Texto seleccionado:
Tramas recientes relacionadas con abusos sexuales y de poder en el
mundo y en la esfera eclesial me tienen desazonado y pensativo. Me pregunto
si, a pesar de los pasos que se han dado, estamos haciendo suficiente en la
Iglesia, y tristemente debo contestarme que no.
El caso de Giselle Pericôt, que tanta repercusión ha tenido,
es muy esclarecedor si lo colocamos en paralelo con algunos de nuestros horrores
eclesiales. Su marido la sedaba para violarla él y al menos otros 51 hombres. Podríamos
considerar esta sumisión química similar a la sumisión moral de los niños y
niñas que han sido abusados por quienes eran sus referentes religiosos y sus
modelos. Su voluntad quedaba anulada ante el poderío y prestigio de sus
victimarios: “si cuentas algo, nadie te va a creer, total es tu palabra
contra la mía”.

Qué hacer:
1) Reproduce del texto sobre los abusos el tramo que va desde "Tramas recientes relacionadas" hasta "contestarme que no.".
2) Responde con datos del texto sobre los abusos:
(a) ¿Qué contesta quien escribe a la pregunta de si en la Iglesia se está haciendo suficiente?
(b) ¿Cuántos hombres, como mínimo, violaron a Giselle Pericôt además de su marido?
(c) ¿Con qué se compara la sumisión química?
Los registros no tienen relación con el texto.

Datos para señalar regiones

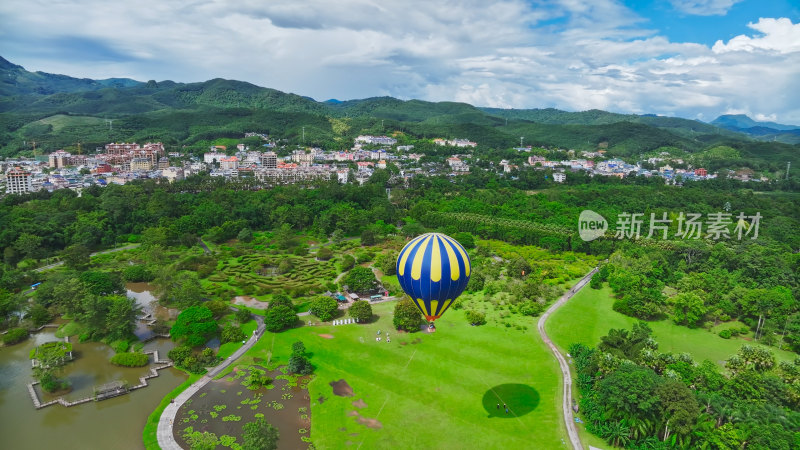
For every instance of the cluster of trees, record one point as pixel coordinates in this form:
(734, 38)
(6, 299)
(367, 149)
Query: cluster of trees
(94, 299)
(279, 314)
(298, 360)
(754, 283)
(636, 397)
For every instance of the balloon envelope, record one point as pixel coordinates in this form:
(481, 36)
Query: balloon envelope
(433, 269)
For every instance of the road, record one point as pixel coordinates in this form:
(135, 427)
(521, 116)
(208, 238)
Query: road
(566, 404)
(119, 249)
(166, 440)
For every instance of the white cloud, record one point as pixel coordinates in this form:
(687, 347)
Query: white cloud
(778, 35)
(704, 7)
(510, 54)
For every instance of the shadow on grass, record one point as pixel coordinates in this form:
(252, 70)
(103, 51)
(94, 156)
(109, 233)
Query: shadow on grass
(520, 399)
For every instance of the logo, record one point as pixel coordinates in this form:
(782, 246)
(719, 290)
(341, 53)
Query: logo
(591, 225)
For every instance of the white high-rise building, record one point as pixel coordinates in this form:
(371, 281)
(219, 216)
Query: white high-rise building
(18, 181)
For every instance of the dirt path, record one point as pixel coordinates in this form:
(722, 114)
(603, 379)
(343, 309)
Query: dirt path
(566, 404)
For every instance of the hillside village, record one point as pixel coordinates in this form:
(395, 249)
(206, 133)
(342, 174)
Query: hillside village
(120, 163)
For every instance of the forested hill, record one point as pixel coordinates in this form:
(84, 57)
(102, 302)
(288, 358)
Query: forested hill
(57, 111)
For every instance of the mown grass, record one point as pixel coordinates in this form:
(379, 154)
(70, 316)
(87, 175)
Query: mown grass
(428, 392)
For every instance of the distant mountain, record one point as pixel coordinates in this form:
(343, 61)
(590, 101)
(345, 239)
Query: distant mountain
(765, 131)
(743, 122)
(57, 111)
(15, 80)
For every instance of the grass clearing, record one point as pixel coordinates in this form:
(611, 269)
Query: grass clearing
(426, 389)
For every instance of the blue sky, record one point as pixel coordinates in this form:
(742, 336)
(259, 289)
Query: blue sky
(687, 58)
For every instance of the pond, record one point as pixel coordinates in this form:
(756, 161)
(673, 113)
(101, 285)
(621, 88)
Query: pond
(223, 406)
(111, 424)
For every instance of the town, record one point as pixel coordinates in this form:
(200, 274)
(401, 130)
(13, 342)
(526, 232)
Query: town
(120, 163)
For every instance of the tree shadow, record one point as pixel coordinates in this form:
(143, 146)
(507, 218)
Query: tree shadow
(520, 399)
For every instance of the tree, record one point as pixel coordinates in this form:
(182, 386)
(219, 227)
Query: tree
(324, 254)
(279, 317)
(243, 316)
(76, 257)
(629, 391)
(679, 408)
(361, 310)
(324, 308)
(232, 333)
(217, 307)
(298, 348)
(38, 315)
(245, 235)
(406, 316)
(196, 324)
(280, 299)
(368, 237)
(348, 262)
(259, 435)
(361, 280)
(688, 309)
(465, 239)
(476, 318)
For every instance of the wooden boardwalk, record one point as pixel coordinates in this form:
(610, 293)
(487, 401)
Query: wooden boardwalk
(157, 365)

Respuestas:
1)
Tramas recientes relacionadas con abusos sexuales y de poder en el
mundo y en la esfera eclesial me tienen desazonado y pensativo. Me pregunto
si, a pesar de los pasos que se han dado, estamos haciendo suficiente en la
Iglesia, y tristemente debo contestarme que no.

2)
(a) Que no.
(b) Al menos 51.
(c) Con la sumisión moral de los niños y niñas abusados por quienes eran sus referentes religiosos y sus modelos.